(DATA TO USE)

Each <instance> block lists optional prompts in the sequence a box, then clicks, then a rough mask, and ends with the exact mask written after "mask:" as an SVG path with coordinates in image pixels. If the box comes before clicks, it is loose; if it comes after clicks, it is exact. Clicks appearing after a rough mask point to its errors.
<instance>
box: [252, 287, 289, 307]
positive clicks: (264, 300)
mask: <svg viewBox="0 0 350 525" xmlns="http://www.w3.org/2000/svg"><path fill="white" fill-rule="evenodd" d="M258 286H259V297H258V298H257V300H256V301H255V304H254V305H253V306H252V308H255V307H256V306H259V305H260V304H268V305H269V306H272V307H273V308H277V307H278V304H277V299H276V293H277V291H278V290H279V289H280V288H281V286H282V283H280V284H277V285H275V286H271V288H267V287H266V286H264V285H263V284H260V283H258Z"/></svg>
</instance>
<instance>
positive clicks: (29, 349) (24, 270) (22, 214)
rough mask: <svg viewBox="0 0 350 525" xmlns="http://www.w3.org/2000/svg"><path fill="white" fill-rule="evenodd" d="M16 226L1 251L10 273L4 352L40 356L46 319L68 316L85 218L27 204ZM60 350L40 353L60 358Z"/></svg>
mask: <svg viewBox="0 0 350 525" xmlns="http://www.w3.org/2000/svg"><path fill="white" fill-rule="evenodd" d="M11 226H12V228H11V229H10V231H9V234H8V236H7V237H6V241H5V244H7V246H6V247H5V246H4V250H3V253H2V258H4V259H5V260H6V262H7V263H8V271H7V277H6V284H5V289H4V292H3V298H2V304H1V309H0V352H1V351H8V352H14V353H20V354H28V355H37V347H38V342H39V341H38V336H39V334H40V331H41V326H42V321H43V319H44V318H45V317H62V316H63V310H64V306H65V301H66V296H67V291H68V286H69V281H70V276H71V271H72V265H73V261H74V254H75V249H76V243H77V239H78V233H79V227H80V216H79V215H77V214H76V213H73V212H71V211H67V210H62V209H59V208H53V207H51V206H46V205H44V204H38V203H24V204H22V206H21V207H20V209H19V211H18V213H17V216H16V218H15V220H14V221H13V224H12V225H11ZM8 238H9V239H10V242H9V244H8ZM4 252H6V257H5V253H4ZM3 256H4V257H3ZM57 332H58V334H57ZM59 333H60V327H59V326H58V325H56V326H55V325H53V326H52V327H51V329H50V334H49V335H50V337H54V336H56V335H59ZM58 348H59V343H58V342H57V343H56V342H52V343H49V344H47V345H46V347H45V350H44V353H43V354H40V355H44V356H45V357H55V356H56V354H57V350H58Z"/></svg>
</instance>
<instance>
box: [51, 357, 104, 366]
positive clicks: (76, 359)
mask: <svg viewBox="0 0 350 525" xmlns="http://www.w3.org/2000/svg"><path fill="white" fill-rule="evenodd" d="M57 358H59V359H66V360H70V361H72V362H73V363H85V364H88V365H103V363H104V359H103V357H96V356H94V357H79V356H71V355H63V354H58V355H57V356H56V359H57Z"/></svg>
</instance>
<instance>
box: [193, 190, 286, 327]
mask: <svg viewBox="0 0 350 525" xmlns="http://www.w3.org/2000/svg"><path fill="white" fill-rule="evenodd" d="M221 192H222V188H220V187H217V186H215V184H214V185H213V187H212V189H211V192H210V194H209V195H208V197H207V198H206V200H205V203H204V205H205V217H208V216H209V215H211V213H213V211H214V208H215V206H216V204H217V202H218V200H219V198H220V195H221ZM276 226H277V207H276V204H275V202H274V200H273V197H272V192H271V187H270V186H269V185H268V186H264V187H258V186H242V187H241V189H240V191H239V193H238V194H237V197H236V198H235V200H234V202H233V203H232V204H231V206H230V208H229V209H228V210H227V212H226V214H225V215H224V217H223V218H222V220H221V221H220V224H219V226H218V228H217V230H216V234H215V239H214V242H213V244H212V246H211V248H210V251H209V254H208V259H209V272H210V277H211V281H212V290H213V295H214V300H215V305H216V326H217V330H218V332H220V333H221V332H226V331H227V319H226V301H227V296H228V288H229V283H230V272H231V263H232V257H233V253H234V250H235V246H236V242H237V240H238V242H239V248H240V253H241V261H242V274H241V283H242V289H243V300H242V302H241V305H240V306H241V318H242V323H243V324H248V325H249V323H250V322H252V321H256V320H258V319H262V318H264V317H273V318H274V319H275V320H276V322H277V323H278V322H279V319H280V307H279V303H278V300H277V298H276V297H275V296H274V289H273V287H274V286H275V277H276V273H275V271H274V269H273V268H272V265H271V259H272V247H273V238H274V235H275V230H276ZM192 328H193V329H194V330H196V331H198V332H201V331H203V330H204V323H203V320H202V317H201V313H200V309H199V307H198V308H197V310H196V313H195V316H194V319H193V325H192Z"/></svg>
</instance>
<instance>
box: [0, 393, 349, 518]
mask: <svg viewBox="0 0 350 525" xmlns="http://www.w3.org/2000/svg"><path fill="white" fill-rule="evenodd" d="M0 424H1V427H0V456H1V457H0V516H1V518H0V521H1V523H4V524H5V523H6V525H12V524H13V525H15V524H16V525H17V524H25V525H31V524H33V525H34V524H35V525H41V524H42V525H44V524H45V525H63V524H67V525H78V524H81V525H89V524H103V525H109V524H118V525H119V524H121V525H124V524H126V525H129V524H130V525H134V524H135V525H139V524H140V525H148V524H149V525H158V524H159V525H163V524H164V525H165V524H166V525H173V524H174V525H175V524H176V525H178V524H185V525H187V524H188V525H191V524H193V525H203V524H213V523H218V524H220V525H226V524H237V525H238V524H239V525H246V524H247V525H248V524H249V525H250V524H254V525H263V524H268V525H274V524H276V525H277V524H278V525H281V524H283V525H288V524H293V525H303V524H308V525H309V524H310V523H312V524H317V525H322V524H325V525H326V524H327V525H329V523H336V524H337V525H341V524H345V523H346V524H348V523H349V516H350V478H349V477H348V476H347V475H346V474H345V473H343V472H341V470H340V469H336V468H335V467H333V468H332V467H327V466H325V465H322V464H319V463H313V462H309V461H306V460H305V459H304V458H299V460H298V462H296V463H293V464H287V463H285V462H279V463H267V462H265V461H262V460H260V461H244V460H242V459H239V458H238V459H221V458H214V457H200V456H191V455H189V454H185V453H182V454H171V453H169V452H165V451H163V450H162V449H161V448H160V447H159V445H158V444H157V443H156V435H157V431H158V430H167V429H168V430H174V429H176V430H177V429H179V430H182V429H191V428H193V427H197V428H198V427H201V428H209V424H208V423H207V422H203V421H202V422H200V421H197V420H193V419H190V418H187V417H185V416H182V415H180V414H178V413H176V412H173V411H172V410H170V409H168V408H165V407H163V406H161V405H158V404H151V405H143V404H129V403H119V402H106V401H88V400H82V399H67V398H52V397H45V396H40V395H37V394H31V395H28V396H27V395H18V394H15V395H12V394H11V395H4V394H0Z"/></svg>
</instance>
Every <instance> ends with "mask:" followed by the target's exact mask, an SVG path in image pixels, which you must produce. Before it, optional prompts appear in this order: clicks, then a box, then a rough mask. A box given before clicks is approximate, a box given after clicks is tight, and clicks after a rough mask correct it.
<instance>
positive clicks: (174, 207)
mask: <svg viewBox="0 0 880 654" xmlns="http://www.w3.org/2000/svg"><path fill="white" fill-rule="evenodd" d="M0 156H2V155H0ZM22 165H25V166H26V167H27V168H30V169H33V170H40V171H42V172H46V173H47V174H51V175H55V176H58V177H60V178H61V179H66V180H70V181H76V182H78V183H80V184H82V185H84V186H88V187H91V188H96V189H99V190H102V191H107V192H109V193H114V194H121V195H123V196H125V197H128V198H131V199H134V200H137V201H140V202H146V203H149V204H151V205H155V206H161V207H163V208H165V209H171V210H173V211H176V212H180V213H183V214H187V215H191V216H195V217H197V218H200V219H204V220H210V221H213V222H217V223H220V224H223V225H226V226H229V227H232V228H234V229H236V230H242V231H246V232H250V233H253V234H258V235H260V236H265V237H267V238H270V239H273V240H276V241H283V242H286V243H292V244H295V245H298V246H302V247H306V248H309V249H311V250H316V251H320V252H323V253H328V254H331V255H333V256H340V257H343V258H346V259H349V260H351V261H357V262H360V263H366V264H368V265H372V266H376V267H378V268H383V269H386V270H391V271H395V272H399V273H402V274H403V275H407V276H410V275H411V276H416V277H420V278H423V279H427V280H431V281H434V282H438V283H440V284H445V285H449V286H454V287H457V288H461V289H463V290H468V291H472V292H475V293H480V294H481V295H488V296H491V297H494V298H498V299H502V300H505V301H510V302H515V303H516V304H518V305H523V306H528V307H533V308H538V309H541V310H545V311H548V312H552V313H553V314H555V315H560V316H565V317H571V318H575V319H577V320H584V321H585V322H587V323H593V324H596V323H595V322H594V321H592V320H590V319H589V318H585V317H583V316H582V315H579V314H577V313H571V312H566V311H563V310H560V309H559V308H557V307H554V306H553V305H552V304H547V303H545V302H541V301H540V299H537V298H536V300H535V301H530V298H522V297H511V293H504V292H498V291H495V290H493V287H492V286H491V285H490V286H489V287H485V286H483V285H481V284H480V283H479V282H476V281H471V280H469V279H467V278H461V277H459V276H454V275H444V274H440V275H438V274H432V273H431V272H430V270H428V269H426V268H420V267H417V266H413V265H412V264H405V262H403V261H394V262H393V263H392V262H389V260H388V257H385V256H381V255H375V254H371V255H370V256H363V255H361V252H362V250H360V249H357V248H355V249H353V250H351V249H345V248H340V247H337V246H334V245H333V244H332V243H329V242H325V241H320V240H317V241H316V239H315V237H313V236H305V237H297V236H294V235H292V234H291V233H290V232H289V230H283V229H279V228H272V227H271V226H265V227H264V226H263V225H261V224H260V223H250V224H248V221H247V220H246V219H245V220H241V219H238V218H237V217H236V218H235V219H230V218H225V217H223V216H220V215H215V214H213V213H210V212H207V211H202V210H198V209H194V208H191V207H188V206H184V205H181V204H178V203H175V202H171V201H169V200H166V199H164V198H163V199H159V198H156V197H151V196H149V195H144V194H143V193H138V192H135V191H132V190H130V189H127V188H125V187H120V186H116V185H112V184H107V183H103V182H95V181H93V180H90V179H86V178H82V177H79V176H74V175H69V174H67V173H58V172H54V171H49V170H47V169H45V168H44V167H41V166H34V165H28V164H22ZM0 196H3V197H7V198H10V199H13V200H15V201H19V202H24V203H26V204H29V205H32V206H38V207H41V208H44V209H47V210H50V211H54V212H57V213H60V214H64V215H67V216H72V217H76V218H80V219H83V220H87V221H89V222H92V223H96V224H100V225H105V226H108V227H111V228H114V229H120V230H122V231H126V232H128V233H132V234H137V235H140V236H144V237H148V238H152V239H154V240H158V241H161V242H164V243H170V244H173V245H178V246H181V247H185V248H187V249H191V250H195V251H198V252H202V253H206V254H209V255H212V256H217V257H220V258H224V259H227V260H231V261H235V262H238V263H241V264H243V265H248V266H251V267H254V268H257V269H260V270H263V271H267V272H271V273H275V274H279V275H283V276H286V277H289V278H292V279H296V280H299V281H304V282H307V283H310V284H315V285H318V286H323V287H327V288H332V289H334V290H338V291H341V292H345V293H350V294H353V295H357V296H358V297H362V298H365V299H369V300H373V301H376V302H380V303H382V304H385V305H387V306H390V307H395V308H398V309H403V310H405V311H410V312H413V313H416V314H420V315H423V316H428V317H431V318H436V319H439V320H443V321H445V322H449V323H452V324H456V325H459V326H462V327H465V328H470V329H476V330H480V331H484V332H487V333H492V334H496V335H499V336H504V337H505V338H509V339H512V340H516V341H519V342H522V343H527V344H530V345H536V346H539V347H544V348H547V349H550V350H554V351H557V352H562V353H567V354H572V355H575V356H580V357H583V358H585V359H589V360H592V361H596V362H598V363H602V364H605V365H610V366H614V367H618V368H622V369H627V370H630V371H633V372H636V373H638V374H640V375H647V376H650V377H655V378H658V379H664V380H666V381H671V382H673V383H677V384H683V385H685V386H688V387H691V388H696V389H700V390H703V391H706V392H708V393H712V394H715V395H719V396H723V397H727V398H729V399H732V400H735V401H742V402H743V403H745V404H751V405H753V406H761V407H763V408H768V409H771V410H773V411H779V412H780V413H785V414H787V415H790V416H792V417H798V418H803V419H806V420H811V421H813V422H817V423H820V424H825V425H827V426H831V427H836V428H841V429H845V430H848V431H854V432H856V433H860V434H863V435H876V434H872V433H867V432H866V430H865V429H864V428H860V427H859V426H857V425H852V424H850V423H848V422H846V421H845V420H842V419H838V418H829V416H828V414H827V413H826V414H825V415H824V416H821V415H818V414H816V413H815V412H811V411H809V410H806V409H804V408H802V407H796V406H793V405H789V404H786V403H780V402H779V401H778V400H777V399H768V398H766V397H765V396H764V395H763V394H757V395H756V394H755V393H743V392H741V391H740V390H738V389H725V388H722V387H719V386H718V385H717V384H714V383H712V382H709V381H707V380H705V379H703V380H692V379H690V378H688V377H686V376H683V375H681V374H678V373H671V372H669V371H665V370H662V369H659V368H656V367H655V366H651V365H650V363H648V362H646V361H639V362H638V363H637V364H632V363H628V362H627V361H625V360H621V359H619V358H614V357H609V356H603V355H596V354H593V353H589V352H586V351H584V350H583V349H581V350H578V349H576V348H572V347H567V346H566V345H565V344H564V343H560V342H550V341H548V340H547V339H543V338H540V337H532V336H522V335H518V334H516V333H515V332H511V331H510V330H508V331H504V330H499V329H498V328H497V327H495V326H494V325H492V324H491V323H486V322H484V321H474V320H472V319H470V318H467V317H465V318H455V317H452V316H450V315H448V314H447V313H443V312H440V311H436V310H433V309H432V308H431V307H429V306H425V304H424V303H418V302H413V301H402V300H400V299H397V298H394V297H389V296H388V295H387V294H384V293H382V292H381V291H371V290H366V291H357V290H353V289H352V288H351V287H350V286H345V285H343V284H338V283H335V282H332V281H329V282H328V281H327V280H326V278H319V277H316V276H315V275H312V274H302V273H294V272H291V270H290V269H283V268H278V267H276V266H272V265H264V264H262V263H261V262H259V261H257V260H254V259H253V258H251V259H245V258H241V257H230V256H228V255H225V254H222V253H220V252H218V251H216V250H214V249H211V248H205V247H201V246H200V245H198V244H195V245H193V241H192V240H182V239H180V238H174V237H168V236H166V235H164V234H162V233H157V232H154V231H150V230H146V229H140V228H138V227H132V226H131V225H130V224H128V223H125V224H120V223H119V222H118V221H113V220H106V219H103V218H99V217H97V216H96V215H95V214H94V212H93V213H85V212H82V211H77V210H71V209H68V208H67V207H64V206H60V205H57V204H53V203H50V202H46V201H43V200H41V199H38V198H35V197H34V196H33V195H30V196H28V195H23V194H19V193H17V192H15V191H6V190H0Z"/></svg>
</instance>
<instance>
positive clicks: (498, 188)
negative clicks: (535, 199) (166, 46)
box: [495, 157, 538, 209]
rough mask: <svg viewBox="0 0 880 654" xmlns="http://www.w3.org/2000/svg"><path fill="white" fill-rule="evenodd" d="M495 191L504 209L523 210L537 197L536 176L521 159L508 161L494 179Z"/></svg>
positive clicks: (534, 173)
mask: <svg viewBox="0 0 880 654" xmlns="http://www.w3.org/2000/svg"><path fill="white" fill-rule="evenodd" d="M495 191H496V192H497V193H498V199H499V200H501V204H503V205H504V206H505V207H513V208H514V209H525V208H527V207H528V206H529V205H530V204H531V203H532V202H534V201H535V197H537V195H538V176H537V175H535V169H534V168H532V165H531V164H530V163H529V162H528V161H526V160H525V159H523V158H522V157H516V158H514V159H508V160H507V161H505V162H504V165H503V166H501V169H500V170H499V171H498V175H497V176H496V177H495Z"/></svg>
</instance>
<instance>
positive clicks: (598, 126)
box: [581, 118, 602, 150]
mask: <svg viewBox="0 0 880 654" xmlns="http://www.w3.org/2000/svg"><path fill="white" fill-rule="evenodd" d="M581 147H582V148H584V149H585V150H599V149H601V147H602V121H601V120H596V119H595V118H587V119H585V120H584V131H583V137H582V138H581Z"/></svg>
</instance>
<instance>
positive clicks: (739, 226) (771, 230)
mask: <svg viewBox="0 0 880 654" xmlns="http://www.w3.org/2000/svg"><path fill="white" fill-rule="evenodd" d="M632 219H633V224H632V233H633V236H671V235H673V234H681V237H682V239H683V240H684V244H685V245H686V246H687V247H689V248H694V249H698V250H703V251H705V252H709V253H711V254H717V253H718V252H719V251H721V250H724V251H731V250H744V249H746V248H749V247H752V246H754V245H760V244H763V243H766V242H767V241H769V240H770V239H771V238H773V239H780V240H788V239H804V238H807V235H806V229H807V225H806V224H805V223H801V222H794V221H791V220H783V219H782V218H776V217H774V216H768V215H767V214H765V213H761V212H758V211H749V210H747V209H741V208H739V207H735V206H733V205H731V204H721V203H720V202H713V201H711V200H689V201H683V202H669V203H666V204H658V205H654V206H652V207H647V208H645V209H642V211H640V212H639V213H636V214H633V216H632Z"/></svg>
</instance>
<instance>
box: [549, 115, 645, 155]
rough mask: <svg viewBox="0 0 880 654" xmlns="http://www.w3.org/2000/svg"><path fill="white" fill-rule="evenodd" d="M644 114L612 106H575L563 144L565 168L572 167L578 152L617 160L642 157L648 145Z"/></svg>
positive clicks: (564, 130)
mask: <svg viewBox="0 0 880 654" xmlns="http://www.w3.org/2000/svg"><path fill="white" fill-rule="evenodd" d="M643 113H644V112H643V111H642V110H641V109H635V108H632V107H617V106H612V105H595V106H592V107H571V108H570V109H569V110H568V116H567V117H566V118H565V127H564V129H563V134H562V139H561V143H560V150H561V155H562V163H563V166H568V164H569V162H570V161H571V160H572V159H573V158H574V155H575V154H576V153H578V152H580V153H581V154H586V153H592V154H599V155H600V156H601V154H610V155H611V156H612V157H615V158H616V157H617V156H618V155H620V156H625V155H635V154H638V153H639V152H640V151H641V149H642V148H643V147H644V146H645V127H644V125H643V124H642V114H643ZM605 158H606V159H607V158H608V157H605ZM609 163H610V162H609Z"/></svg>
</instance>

(End DATA TO USE)

EXERCISE
Copy every line in the data above that has the string "optional" in it.

WORKED SOLUTION
Each <instance> block lists optional prompts in the sequence a box, then clicks, then a rough mask, and ends with the exact mask written after "mask:" as an SVG path with coordinates in image pixels. If the box comes before clicks, it is loose; if it comes after clicks, it is exact. Clicks appearing after a rough mask point to its errors.
Every <instance> ends with "mask:" followed by the target's exact mask, an SVG path in image pixels, which you must produce. Before it, optional prompts appear in this order: clicks, then a box, then a rough mask. A box given before clicks is approximate, a box given after clicks is tight, and clicks after a rough mask correct it.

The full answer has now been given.